→ WHAT THE EXERCISE ASKS:
Give back the full data, unchanged and complete.

→ DATA SHOWN:

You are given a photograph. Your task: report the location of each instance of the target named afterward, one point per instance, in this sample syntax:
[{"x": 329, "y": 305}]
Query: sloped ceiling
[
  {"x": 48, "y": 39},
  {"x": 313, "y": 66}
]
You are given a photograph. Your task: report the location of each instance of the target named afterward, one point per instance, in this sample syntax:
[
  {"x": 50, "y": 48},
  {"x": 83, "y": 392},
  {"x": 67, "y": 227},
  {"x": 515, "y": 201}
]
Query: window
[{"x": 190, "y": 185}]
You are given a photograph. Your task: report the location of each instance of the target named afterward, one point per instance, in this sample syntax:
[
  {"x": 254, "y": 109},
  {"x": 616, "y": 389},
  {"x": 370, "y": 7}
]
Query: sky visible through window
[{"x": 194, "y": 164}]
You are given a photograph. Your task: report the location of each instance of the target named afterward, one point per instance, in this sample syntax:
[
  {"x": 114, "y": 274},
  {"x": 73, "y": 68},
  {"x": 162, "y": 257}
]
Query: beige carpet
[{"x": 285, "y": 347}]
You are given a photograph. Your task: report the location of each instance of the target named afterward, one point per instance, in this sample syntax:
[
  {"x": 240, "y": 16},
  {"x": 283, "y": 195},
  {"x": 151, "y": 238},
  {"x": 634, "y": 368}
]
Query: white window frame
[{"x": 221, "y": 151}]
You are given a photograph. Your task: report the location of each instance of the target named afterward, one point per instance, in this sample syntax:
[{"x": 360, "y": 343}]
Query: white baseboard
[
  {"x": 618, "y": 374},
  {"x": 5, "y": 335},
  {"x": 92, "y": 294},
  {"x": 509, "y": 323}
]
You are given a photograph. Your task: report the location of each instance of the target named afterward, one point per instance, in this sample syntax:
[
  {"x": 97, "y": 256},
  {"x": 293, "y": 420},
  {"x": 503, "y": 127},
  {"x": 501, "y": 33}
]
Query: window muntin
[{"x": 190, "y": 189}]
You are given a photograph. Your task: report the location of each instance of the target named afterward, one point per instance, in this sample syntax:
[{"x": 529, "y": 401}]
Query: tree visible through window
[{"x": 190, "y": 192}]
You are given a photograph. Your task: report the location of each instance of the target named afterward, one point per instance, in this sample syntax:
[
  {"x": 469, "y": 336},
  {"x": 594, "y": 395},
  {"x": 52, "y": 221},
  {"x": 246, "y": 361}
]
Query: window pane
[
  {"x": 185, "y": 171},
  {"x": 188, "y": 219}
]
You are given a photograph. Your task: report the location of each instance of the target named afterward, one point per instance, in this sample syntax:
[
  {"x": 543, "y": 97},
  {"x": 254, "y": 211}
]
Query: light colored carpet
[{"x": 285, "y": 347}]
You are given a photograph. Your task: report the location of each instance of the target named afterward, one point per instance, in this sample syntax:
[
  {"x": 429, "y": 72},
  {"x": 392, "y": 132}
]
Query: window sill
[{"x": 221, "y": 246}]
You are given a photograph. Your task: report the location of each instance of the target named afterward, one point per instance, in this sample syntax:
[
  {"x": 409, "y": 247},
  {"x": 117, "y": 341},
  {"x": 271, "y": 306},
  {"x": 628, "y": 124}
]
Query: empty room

→ RESULT OF THE EXERCISE:
You are given a photograph. Your task: report the location of each instance of the target named afterward, one point per instance, in this sample syntax:
[{"x": 329, "y": 305}]
Query: sloped ceiling
[
  {"x": 48, "y": 39},
  {"x": 313, "y": 66}
]
You are given a photograph. Your task: report the location of each instance of the target named afterward, one point per instance, in this sample syntax:
[
  {"x": 50, "y": 48},
  {"x": 83, "y": 392},
  {"x": 67, "y": 227},
  {"x": 515, "y": 201}
]
Query: window
[{"x": 190, "y": 185}]
You are given a photograph. Your task: report the location of each instance of the target named afterward, one point per instance, in this sample syntax:
[
  {"x": 254, "y": 109},
  {"x": 616, "y": 389},
  {"x": 370, "y": 7}
]
Query: sky visible through window
[{"x": 194, "y": 164}]
You are given a photograph. Your task: report the location of each instance of the target named afterward, one point per instance, in this sample syntax:
[
  {"x": 114, "y": 274},
  {"x": 73, "y": 68},
  {"x": 162, "y": 257}
]
Query: beige carpet
[{"x": 285, "y": 347}]
You are given a photograph. Your task: report the location of each instance of the target named afterward, one point per instance, in this sample syntax:
[
  {"x": 240, "y": 16},
  {"x": 283, "y": 195},
  {"x": 151, "y": 238},
  {"x": 634, "y": 368}
]
Query: white window frame
[{"x": 221, "y": 151}]
You are given a photograph. Your task: report the location of each instance of the target named afterward, one point per instance, in this sample syntax:
[{"x": 360, "y": 343}]
Query: white baseboard
[
  {"x": 618, "y": 374},
  {"x": 5, "y": 335},
  {"x": 92, "y": 294},
  {"x": 509, "y": 323}
]
You are given a photograph. Your task: report the location of each instance of the target named afterward, one point per instance, in this sample syntax:
[
  {"x": 97, "y": 256},
  {"x": 293, "y": 420},
  {"x": 503, "y": 127},
  {"x": 501, "y": 33}
]
Query: window muntin
[{"x": 190, "y": 189}]
You are given a photograph. Your task: report the location of each instance of the target named afterward, one point per instance, in this sample syntax:
[{"x": 529, "y": 401}]
Query: tree visible through window
[{"x": 190, "y": 192}]
You are given a photograph. Your task: report the location of each instance of the target named afterward, one point per instance, in this sample syntax:
[
  {"x": 469, "y": 336},
  {"x": 594, "y": 395},
  {"x": 52, "y": 221},
  {"x": 246, "y": 361}
]
Query: window pane
[
  {"x": 185, "y": 171},
  {"x": 188, "y": 219}
]
You are given a photograph. Your task: report the location of each instance of the target named afterward, one point per instance, in this sample syntax:
[
  {"x": 543, "y": 97},
  {"x": 254, "y": 211}
]
Query: light colored carpet
[{"x": 285, "y": 347}]
You are given a photograph. Your task: report the location of each instance of the target named afterward, one point per instance, in this sample syntax:
[
  {"x": 429, "y": 72},
  {"x": 392, "y": 132}
]
Query: window sill
[{"x": 221, "y": 246}]
You are given a photograph. Your task: report the location of each instance of the target named afterward, one point per instance, in this sample syntax:
[
  {"x": 409, "y": 247},
  {"x": 117, "y": 341},
  {"x": 271, "y": 306},
  {"x": 628, "y": 124}
]
Query: empty room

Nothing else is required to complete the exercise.